Given problem a
From the listing, retype the lines beginning with the line containing "Outline white shorts with a bounding box." and continuing through the line containing "[158,181,267,560]". Keep every character unchanged and include both of those lines.

__________________________________________________

History and AT

From: Bruce Robinson (bruce.rob@btinternet.com)
Date: Tue Nov 14 2000 - 04:52:18 PST


Paul asks:
>What is history from the perspective of activity theory?
>

I'm way behind both on the reading and have only followed bits of the
discussion, but I couldn't resist saying something on this topic. A good
starting point is this passage from Vygotsky's 'Crisis of Psychology' where
he discusses history as a graphic example of the impossibility of
empiricism rising to the level of scientific thought:

"...it is a gross mistake to suppose that science can only study what is
given in immediate experience. How does the psychologist study the
unconscious; the historian and geologist, the past; the physicist-optician
invisible beams and the philologist - ancient languages? The study of
 traces, influences, the method of interpretation and reconstruction, the
method of critique and the finding of meaning have been no less fruitful
than the method of direct 'empirical' observation... Scientific knowledge
and immediate perception do not coincide at all... It is just a matter of
how to interpret these traces, by what method... It is therefore a question
of finding the right interpretation and not refraining from any
interpretation."

"How do the sciences proceed in the study of what is not immediately given
[in perception]? Generally speaking they reconstruct it, they re-create the
subject of study through the method of interpreting its traces i.e.
indirectly. Thus the historian interprets traces - documents, memoirs,
newspapers etc - and nevertheless history is a science about the past,
reconstructed by its traces, and not a science about the traces of the
past, it is about the revolution and not about documents of the revolution.
The same is true of child psychology... It is just a question of how to
interpret these traces, by what method... It is therefore a question of
finding the right interpretation, not of refraining from any
interpretation. After all, historians too are familiar with more than one
erroneous construct based upon genuine documents that were falsely
interpreted. What conclusion follows from this? Is it that history is a
'paradise forever lost'?... And if the historian, the geologist, the
physicist were to argue like the reflexologist, they would say that as we
cannot immediately experience the past of mankind and the earth... history
and geology are subjective, impossible. The only thing possible is a
history of the present..." (p271-2)

__________________________________________________

Given problem b
For each statement, answer yes or no according to the post on history and activity theory, and quote the words from the post that decide it. (i) The writer says he has kept up with all of the reading. (ii) According to the quoted passage, the historian interprets documents, memoirs and newspapers. (iii) The quoted passage describes history as a science about the traces of the past.

__________________________________________________

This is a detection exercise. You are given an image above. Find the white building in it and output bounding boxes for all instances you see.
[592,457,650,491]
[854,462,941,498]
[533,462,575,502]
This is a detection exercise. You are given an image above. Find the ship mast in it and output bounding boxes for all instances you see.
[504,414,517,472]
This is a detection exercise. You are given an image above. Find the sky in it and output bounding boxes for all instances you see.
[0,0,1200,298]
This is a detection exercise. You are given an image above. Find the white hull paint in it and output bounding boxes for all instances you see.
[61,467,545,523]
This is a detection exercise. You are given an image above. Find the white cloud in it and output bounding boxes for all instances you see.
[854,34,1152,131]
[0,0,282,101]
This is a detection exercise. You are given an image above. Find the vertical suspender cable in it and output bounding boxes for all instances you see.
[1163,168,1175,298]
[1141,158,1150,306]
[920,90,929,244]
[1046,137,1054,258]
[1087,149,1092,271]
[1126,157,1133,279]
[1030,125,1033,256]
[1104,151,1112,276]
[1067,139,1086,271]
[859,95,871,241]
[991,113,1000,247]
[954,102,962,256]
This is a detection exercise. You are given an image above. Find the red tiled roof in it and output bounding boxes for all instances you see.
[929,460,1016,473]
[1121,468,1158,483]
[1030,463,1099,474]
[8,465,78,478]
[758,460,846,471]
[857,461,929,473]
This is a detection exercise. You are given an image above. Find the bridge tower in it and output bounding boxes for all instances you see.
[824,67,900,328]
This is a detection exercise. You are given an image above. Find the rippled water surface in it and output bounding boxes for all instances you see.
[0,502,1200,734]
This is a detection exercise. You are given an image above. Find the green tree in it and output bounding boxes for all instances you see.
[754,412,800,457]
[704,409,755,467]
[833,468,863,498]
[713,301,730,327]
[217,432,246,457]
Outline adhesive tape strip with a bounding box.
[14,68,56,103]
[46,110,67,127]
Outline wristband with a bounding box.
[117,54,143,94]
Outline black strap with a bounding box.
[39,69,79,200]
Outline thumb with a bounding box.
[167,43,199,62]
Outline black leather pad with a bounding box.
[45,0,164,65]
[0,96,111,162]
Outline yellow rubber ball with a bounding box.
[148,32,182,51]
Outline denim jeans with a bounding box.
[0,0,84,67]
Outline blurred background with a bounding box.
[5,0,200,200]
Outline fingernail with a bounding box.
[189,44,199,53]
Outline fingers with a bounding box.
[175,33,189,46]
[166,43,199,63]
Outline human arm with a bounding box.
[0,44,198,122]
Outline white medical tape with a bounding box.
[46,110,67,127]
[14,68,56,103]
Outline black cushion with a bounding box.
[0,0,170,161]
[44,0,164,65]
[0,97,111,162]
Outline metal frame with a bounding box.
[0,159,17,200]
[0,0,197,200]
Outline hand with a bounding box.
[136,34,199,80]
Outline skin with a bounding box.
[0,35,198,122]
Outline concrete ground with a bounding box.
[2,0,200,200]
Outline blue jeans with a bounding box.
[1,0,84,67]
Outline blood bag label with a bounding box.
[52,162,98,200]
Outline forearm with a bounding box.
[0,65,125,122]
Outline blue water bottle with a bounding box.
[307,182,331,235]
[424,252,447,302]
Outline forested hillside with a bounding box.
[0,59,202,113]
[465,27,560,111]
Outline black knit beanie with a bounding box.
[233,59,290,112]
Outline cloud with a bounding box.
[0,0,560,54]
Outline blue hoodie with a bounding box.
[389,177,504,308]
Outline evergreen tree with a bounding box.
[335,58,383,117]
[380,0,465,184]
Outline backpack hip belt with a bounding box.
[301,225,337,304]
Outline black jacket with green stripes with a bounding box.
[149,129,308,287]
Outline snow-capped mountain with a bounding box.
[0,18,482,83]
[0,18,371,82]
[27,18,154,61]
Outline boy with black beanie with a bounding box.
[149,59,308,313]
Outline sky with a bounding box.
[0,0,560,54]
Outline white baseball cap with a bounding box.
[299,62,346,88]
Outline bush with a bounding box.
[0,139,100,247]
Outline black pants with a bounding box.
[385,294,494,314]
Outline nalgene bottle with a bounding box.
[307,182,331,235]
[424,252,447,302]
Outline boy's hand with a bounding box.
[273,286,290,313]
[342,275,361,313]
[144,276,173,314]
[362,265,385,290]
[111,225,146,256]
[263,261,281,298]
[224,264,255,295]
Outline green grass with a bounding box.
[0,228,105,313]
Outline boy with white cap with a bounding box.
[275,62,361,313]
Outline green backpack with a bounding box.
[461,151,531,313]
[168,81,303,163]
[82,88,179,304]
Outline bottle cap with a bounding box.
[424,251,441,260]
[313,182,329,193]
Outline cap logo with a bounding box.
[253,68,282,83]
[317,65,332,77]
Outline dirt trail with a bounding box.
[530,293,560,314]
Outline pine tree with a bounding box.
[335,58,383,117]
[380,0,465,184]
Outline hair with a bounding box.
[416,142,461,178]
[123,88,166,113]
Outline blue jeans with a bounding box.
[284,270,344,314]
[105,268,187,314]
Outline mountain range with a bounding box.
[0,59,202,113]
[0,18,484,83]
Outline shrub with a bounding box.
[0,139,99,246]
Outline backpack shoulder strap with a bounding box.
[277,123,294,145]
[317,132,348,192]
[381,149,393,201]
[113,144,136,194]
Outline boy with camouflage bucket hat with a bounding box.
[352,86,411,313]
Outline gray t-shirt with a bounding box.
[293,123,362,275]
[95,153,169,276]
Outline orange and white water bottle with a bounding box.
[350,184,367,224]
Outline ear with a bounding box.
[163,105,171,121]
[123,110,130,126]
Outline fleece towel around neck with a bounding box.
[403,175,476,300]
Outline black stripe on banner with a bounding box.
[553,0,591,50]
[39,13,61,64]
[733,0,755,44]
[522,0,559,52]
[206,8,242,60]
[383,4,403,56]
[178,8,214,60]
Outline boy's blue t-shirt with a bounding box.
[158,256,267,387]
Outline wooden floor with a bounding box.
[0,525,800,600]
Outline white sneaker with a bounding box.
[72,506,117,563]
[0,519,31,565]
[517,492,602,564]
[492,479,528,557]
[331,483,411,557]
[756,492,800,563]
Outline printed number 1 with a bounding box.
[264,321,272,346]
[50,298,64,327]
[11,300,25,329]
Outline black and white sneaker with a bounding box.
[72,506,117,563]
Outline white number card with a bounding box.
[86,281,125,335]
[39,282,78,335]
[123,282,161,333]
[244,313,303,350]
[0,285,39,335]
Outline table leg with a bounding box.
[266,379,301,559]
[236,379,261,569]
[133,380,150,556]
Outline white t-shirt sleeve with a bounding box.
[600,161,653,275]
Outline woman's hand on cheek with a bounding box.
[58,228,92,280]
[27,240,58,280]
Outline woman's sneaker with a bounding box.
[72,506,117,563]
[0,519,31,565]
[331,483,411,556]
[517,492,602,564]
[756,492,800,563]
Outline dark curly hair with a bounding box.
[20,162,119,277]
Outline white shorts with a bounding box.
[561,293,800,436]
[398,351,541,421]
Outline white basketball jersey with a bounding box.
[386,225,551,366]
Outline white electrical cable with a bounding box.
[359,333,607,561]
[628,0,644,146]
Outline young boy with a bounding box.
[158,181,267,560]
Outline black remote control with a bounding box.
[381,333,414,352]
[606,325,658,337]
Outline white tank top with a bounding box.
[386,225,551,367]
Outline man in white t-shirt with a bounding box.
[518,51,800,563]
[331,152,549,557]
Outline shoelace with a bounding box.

__________________________________________________

Written answer a
Outline white shorts with a bounding box.
[561,293,800,436]
[398,351,541,421]
Outline white basketball jersey with a bounding box.
[386,225,551,366]
Outline white electrical cable with a bounding box.
[359,333,607,561]
[628,0,644,146]
Outline young boy with a bounding box.
[158,181,267,560]

Written answer b
(i) No: "I'm way behind both on the reading"
(ii) Yes: "Thus the historian interprets traces - documents, memoirs, newspapers etc"
(iii) No: "and not a science about the traces of the past"